— Start Given records —

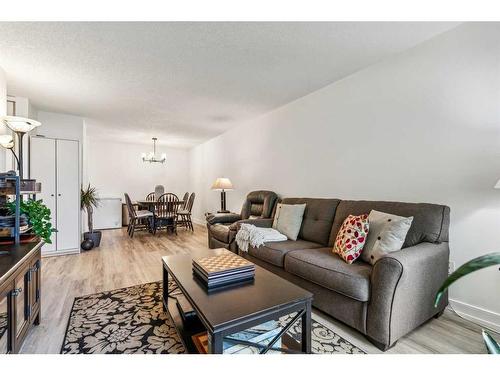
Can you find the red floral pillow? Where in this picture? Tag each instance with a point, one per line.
(351, 237)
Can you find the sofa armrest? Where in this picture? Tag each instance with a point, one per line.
(260, 222)
(223, 218)
(403, 288)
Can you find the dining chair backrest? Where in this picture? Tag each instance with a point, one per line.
(185, 199)
(189, 206)
(130, 206)
(159, 191)
(168, 205)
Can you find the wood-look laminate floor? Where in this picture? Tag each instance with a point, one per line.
(121, 261)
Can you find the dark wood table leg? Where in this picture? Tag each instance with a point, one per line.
(215, 344)
(165, 288)
(306, 329)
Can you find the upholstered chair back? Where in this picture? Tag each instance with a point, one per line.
(259, 204)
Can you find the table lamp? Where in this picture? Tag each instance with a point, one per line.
(222, 184)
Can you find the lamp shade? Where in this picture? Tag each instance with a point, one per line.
(6, 141)
(20, 124)
(222, 183)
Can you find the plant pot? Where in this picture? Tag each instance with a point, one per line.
(95, 236)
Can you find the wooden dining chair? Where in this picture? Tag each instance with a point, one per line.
(184, 215)
(159, 191)
(138, 220)
(185, 199)
(166, 212)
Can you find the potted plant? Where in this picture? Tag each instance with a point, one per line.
(473, 265)
(89, 201)
(38, 215)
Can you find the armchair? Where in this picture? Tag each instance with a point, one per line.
(258, 209)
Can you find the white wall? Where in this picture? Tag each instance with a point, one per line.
(60, 125)
(117, 168)
(423, 126)
(3, 112)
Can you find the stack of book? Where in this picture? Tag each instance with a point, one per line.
(222, 270)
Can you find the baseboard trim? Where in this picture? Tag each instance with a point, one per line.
(198, 221)
(485, 318)
(59, 252)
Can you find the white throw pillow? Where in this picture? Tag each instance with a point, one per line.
(387, 234)
(288, 219)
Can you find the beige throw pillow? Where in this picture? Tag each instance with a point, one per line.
(387, 234)
(288, 219)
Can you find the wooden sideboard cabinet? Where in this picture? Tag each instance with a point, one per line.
(20, 297)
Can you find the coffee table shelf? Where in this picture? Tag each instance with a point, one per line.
(236, 309)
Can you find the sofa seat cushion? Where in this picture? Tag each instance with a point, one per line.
(274, 252)
(328, 270)
(221, 232)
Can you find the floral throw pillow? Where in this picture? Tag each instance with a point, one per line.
(351, 237)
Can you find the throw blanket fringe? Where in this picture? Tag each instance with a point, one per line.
(251, 235)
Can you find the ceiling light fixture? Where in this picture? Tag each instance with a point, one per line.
(151, 157)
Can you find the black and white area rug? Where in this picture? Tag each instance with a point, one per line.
(131, 320)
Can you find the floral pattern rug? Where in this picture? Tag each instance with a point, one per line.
(131, 320)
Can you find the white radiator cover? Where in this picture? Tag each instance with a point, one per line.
(108, 214)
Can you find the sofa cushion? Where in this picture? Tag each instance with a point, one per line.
(288, 219)
(430, 221)
(221, 232)
(274, 252)
(324, 268)
(259, 203)
(318, 218)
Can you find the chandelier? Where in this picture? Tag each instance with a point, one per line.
(151, 157)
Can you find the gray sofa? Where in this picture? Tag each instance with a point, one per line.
(384, 301)
(258, 209)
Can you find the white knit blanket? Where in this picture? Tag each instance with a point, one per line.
(251, 235)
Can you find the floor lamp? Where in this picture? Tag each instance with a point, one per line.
(20, 126)
(222, 184)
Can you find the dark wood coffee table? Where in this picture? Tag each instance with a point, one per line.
(237, 308)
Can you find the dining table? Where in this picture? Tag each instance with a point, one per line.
(151, 205)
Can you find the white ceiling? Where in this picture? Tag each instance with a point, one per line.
(188, 82)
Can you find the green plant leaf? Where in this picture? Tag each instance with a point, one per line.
(491, 345)
(38, 217)
(473, 265)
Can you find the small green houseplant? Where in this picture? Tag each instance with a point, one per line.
(473, 265)
(88, 201)
(38, 217)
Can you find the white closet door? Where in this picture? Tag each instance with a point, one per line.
(68, 195)
(43, 169)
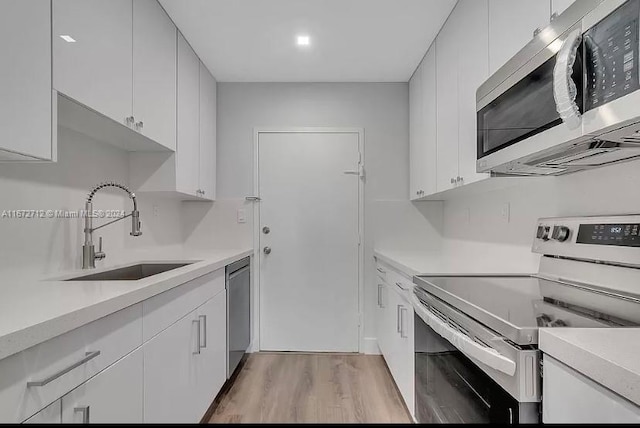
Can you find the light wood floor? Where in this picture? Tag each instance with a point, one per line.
(313, 388)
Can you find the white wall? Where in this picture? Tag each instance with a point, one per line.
(50, 245)
(485, 242)
(381, 109)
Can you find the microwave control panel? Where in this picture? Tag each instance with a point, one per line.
(611, 56)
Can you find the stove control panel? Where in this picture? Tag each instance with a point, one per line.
(612, 239)
(623, 235)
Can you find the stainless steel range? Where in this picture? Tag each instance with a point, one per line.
(476, 336)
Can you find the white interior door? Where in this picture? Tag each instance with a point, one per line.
(309, 281)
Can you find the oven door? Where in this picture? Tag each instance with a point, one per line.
(450, 388)
(519, 117)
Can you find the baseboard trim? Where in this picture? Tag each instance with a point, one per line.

— End Given records —

The records above must be printed exactly; the pictures stay out.

Can you find the red floral pillow? Where in this picture? Tag each instance with a point, one per line.
(351, 237)
Can you find the sofa armrest? Where in this picture? Tag each instance with a point, one per line.
(260, 222)
(223, 218)
(403, 288)
Can you find the dining chair backrest? Where in this picture? Tag each instance with a point, one per line.
(185, 199)
(189, 206)
(130, 206)
(159, 191)
(168, 205)
Can you find the wood-look laminate floor? Where in this picture? Tag each instance with a point, one per line.
(121, 261)
Can you find the dark wood table leg? Where in this picture? Tag each instance with a point, one per line.
(215, 344)
(165, 288)
(306, 329)
Can you find the upholstered chair back? Where in this picture? Tag each instance with a point, one per line.
(259, 204)
Can you find the table lamp? Where in this picture? Tag each instance with a point, one per line.
(222, 184)
Can you find the lamp shade? Where in this picture? Tag each instance with a point, one per line.
(6, 141)
(20, 124)
(222, 183)
Can you find the plant pot? Where in this picture? Tag each instance with a point, one per line.
(95, 236)
Can you find the wooden dining chair? Where in this picture? Tag each instance with a point, one per line.
(184, 215)
(159, 191)
(138, 220)
(185, 199)
(166, 212)
Can you find the potted plant? Where in this picture? Tag each instance with a point, one per line.
(473, 265)
(89, 201)
(38, 215)
Can you find the armchair? Where in this picture? Tag each instance with a point, one per line.
(258, 209)
Can you find the white wall? Where in this picture? Tag each instance with a point, one per line.
(60, 125)
(117, 168)
(423, 126)
(3, 112)
Can you find the stack of book? Where in this picture? Tag each instance with a point, one per line.
(222, 270)
Can you find the baseboard trim? Where in this picture? Tag each instance with a point, one per line.
(198, 221)
(485, 318)
(59, 252)
Can you find the white throw pillow? Where in this picture? Tag each instance with a point, one per line.
(387, 234)
(288, 219)
Can you find the beige throw pillow? Where in this picture? Tag each instance with a point, one per line.
(387, 234)
(288, 219)
Can you find the wooden sideboard cabinet? Where in this picture? Tag each instance with a point, one per line.
(20, 297)
Can you find the coffee table shelf? Where in this picture? Tag each instance with a point, one per line.
(236, 309)
Can you find the sofa seat cushion? Where in this picture? Tag each instance with a point, one per line.
(274, 252)
(328, 270)
(221, 232)
Can you find the floral throw pillow? Where in this picture? Tag each instance with a point, one per line.
(351, 237)
Can you find the throw blanket fringe? Where in this picture? Tag each instance with a point, one per line.
(251, 235)
Can you find the ceiling light fixture? Where in this picture? Tag each instance with a point, one per line.
(151, 157)
Can you find the black and white area rug? Where in this picture? Tag each instance with a point, one per line.
(131, 320)
Can you find the floral pattern rug? Where in this picture? Tag each instance with a point, one per line.
(131, 320)
Can you find the white radiator cover? Where in this picture? Tag each instance with a point, one per line.
(108, 214)
Can you find the sofa cushion? Where in this picture? Tag each instance with a point, one per line.
(288, 219)
(430, 221)
(221, 232)
(274, 252)
(324, 268)
(259, 203)
(318, 218)
Can you find the chandelier? Where in this picture? Tag each instance with a point, one per line.
(151, 157)
Can you find the gray sofa? Where in this picture? Tag each instance with a point, one per line.
(384, 301)
(258, 209)
Can you find the white knit blanket? Where in this picture? Tag each instance with a point, one per line.
(251, 235)
Can you find the floor lamp? Where in this picture? Tag each instance with a point, one per line.
(20, 126)
(222, 184)
Can you find the dark wood coffee table? Where in this picture? Tag each instance with a point, one per line.
(237, 308)
Can you find the dining table? Where in this picture? Tag each instance with a point, one per line.
(151, 205)
Can you find the white ceiling? Where in this picture? Tag each instance with a point, one per line.
(188, 82)
Can you find the green plant leaf? Where in this picture? Tag each instance with a point, one per line.
(491, 345)
(38, 217)
(473, 265)
Can you find the small green houseplant? Where in this picture? Tag each instance with a point, one per line.
(473, 265)
(88, 201)
(38, 217)
Can you find the white closet door? Where in this picture? Tag each instance with a point, one per line.
(68, 195)
(43, 169)
Can you find the light wood floor? Where in this picture? Tag each instance with a point, one per line.
(313, 388)
Can you find the white wall? Where in this picture? Tag each instance with a point, one per line.
(50, 245)
(485, 242)
(381, 109)
Can you find the microwave control panel? Where in this picture? Tag each instance with a point, one per line.
(611, 56)
Can you find the stove control panel? Where in this picture? Tag each instance with a point, one per line.
(612, 239)
(623, 235)
Can you find the stainless steel range? Where in this picture? Tag each instance with a point, one per line.
(476, 336)
Can you find the white interior door? Where in this picture? Tag each instance with a point, one per line.
(309, 281)
Can you find the oven door? Where in this picture? Tag each instance with a point, one per line.
(450, 388)
(519, 117)
Can you find the baseboard trim? Where in this picture? Tag each instance with a point, one per line.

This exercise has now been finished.